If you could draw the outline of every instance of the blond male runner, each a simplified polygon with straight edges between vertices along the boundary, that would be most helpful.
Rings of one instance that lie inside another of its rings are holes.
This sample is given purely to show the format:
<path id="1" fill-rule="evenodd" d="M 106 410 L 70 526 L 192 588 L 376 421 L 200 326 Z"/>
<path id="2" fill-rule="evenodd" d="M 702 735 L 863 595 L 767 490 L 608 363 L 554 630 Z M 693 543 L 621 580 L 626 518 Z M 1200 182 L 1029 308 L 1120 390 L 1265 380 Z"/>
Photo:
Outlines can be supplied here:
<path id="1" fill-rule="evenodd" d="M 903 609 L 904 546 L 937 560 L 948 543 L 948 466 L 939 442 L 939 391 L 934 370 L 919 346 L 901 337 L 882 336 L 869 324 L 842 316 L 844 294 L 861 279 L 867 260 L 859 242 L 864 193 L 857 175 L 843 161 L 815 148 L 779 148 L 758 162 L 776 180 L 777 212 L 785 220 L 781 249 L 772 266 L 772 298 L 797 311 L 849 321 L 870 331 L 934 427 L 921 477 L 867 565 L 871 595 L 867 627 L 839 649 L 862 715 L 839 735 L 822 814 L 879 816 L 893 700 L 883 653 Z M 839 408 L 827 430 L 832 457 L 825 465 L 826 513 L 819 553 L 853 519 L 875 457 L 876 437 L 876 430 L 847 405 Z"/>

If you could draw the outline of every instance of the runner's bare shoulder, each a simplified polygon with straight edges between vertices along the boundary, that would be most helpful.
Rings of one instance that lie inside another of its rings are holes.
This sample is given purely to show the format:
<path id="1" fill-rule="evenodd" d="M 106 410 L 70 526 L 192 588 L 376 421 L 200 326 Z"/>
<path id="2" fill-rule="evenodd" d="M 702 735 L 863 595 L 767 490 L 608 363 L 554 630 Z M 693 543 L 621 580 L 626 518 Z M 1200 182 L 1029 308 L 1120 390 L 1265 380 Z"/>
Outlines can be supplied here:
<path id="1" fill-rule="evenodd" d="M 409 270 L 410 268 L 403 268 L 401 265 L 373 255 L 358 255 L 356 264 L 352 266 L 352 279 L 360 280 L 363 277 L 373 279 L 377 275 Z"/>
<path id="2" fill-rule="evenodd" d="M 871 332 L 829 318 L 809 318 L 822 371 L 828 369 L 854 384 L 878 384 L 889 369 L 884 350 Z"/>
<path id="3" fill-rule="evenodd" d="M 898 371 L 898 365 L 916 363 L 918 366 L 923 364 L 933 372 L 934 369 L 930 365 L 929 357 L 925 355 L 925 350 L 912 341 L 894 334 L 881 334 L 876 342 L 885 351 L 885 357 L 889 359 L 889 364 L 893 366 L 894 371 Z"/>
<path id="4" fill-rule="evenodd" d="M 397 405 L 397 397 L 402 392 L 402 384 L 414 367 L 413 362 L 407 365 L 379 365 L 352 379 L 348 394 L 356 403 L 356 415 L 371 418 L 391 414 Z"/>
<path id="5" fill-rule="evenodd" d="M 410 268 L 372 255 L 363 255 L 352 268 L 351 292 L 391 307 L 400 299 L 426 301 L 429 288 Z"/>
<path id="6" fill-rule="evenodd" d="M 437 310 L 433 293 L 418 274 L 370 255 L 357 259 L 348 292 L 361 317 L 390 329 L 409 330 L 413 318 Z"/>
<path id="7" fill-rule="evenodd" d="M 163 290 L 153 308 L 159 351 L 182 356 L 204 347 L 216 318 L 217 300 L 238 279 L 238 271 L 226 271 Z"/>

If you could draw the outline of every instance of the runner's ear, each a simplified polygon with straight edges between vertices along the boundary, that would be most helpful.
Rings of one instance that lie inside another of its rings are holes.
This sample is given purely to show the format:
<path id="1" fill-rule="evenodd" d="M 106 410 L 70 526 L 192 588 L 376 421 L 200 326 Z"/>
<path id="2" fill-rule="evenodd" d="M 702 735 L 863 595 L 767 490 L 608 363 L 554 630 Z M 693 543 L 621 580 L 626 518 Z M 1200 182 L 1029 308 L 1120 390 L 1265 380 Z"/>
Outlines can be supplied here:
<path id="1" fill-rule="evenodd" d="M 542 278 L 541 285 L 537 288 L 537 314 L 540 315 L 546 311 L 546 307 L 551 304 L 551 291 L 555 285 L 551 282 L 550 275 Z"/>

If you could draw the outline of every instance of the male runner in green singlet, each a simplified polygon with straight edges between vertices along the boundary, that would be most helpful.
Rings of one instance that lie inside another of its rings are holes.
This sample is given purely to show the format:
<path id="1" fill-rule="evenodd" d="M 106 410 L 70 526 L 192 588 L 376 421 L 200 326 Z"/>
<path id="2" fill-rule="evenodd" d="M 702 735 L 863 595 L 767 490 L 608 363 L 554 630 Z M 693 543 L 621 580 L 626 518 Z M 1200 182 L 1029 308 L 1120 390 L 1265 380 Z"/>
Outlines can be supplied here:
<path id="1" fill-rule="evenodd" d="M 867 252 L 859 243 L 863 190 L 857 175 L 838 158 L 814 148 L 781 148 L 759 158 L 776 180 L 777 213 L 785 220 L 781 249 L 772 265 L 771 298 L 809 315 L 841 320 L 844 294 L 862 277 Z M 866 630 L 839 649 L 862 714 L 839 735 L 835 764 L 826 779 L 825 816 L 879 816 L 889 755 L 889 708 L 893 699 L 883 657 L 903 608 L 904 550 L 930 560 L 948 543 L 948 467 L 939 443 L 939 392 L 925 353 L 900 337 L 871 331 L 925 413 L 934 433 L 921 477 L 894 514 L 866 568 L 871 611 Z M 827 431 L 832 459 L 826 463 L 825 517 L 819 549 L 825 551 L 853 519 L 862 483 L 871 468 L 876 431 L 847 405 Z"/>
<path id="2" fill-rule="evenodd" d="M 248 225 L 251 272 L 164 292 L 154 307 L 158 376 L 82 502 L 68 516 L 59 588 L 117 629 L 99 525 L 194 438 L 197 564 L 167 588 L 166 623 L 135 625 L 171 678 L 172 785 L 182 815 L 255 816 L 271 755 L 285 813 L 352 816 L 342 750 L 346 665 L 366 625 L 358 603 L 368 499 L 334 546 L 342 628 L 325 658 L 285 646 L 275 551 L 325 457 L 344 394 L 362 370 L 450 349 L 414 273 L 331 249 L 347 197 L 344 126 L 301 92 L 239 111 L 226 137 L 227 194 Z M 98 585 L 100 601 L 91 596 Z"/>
+-------+
■ **Requirement**: Copy out each line of the data exactly.

■ **Solution**:
If you could draw the outline of every instance of the blond male runner, each a simplified polygon with straight edges between vertices along the boundary, that would be most helpful.
Rings of one instance that lie inside another of its rings are holes.
This sample is given purely to show the format:
<path id="1" fill-rule="evenodd" d="M 106 410 L 70 526 L 192 588 L 376 421 L 200 326 Z"/>
<path id="2" fill-rule="evenodd" d="M 702 735 L 863 595 L 767 490 L 608 363 L 554 630 Z M 693 543 L 621 580 L 626 518 Z M 1200 182 L 1029 308 L 1120 390 L 1265 380 Z"/>
Photo:
Outlines can be supplied here:
<path id="1" fill-rule="evenodd" d="M 903 609 L 904 546 L 937 560 L 948 543 L 948 466 L 939 442 L 939 391 L 934 370 L 919 346 L 901 337 L 882 336 L 869 324 L 842 316 L 844 294 L 861 279 L 867 260 L 859 242 L 864 193 L 857 175 L 843 161 L 815 148 L 779 148 L 758 162 L 776 180 L 777 212 L 785 220 L 781 249 L 772 266 L 772 298 L 797 311 L 849 321 L 870 331 L 934 427 L 921 477 L 867 565 L 871 595 L 867 627 L 839 649 L 862 715 L 839 735 L 822 814 L 879 816 L 893 700 L 883 653 Z M 839 408 L 827 430 L 832 457 L 825 465 L 826 513 L 819 553 L 853 519 L 875 457 L 876 437 L 876 430 L 847 405 Z"/>

If you could draw the outline of every instance of the runner's bare shoulder, each a simplified polygon with straight edges between vertices along the boundary, that would be most helpful.
Rings of one instance that lie inside another of its rings are holes.
This sample is given purely to show the format:
<path id="1" fill-rule="evenodd" d="M 106 410 L 70 526 L 192 588 L 376 421 L 200 326 Z"/>
<path id="2" fill-rule="evenodd" d="M 702 735 L 863 595 L 767 490 L 608 363 L 554 630 Z M 693 543 L 621 580 L 626 518 Z M 1200 182 L 1029 308 L 1120 390 L 1265 380 Z"/>
Outlines can be supplied here:
<path id="1" fill-rule="evenodd" d="M 409 270 L 410 268 L 403 268 L 401 265 L 373 255 L 358 255 L 356 264 L 352 266 L 352 279 L 360 280 L 363 277 L 373 279 L 377 275 Z"/>
<path id="2" fill-rule="evenodd" d="M 871 332 L 829 318 L 809 318 L 822 371 L 828 369 L 854 384 L 878 384 L 889 369 L 884 350 Z"/>
<path id="3" fill-rule="evenodd" d="M 898 371 L 898 365 L 916 363 L 918 366 L 923 364 L 933 372 L 934 369 L 930 365 L 929 357 L 925 355 L 925 350 L 912 341 L 894 334 L 881 334 L 876 342 L 885 351 L 885 357 L 889 359 L 889 364 L 893 366 L 894 371 Z"/>
<path id="4" fill-rule="evenodd" d="M 397 405 L 397 397 L 402 392 L 402 384 L 414 367 L 413 362 L 407 365 L 379 365 L 352 379 L 348 394 L 356 403 L 356 415 L 371 418 L 391 414 Z"/>
<path id="5" fill-rule="evenodd" d="M 410 268 L 372 255 L 363 255 L 352 268 L 351 292 L 391 307 L 400 299 L 426 301 L 429 288 Z"/>
<path id="6" fill-rule="evenodd" d="M 437 310 L 433 293 L 418 274 L 370 255 L 357 259 L 348 292 L 361 317 L 390 329 L 409 330 L 413 318 Z"/>
<path id="7" fill-rule="evenodd" d="M 163 290 L 153 308 L 159 351 L 182 356 L 204 347 L 216 318 L 217 300 L 238 279 L 238 271 L 226 271 Z"/>

If you could draw the outline of every instance of the runner's ear, each a simplified polygon with straight edges between vertices along the boundary, that would be most helpful.
Rings of one instance that lie inside another of its rings are holes.
This sample is given purely to show the format:
<path id="1" fill-rule="evenodd" d="M 106 410 L 70 526 L 192 588 L 376 421 L 200 326 Z"/>
<path id="2" fill-rule="evenodd" d="M 702 735 L 863 595 L 767 490 L 608 363 L 554 630 Z M 693 543 L 621 580 L 626 518 Z M 1200 182 L 1029 308 L 1120 390 L 1265 380 Z"/>
Outlines can be supplied here:
<path id="1" fill-rule="evenodd" d="M 542 278 L 541 285 L 537 288 L 537 314 L 540 315 L 546 311 L 546 307 L 551 304 L 551 291 L 555 285 L 551 282 L 550 275 Z"/>

If you could draw the outline of every instance of the male runner in green singlet, each a simplified polygon with straight edges between vertices along the boundary, that would be most helpful.
Rings of one instance that lie inside another of its rings are holes.
This sample is given purely to show the format:
<path id="1" fill-rule="evenodd" d="M 106 410 L 70 526 L 192 588 L 376 421 L 200 326 Z"/>
<path id="2" fill-rule="evenodd" d="M 702 735 L 863 595 L 767 490 L 608 363 L 554 630 Z M 693 543 L 621 580 L 626 518 Z M 1200 182 L 1029 308 L 1120 390 L 1265 380 Z"/>
Outlines can be supplied here:
<path id="1" fill-rule="evenodd" d="M 867 252 L 859 243 L 863 190 L 857 175 L 838 158 L 814 148 L 781 148 L 759 158 L 776 180 L 777 213 L 785 220 L 781 249 L 772 265 L 771 298 L 809 315 L 841 320 L 844 294 L 862 277 Z M 866 630 L 839 649 L 862 714 L 839 735 L 835 764 L 826 779 L 825 816 L 879 816 L 889 755 L 889 708 L 893 699 L 883 657 L 903 608 L 904 550 L 930 560 L 948 543 L 948 467 L 939 443 L 939 392 L 925 353 L 900 337 L 871 331 L 925 413 L 934 433 L 921 477 L 894 514 L 866 568 L 871 611 Z M 827 431 L 832 459 L 826 463 L 825 517 L 819 549 L 825 551 L 853 519 L 862 483 L 871 468 L 876 431 L 847 405 Z"/>
<path id="2" fill-rule="evenodd" d="M 248 225 L 251 272 L 164 292 L 154 307 L 158 376 L 82 502 L 68 516 L 59 588 L 117 629 L 99 525 L 194 438 L 197 564 L 167 588 L 166 623 L 135 625 L 171 678 L 172 785 L 182 815 L 255 816 L 271 755 L 285 813 L 352 816 L 342 750 L 346 665 L 366 625 L 358 603 L 368 499 L 334 546 L 342 628 L 325 658 L 285 646 L 275 551 L 325 457 L 344 394 L 362 370 L 450 349 L 414 273 L 331 249 L 347 197 L 344 126 L 301 92 L 239 111 L 226 137 L 227 194 Z M 98 585 L 100 601 L 91 596 Z"/>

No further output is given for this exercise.